What is needed: Say only how many lines in the entries below contain the word "tower".

Data:
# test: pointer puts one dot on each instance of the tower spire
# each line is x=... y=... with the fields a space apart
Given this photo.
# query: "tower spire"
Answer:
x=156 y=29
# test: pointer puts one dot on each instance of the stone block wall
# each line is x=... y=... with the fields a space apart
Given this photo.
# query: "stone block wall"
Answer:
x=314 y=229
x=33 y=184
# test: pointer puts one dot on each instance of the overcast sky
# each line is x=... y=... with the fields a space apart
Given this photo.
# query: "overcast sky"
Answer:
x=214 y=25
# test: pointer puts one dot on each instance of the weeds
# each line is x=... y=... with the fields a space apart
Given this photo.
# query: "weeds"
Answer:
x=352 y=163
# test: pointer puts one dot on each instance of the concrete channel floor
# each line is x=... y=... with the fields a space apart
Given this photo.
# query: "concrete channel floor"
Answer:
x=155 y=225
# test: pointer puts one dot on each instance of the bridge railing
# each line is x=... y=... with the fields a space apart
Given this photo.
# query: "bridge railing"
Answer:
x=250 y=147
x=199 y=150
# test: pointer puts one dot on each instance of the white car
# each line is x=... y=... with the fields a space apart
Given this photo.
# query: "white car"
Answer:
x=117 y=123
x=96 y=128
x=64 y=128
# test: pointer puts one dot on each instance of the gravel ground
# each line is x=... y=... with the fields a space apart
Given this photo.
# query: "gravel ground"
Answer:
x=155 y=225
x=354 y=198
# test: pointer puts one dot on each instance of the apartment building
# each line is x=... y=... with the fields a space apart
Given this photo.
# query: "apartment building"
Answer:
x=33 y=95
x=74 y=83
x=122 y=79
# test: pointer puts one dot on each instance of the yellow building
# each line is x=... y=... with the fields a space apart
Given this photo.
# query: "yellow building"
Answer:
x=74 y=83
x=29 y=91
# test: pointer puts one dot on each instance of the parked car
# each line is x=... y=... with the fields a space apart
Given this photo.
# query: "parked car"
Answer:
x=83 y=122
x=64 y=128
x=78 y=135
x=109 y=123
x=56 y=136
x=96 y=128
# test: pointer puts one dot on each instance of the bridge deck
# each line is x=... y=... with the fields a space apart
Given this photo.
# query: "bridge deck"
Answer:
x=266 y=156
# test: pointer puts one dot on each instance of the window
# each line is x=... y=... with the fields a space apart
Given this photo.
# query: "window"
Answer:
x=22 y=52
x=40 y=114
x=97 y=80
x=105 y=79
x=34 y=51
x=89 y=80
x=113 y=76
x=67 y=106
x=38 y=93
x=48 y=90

Solution below: 2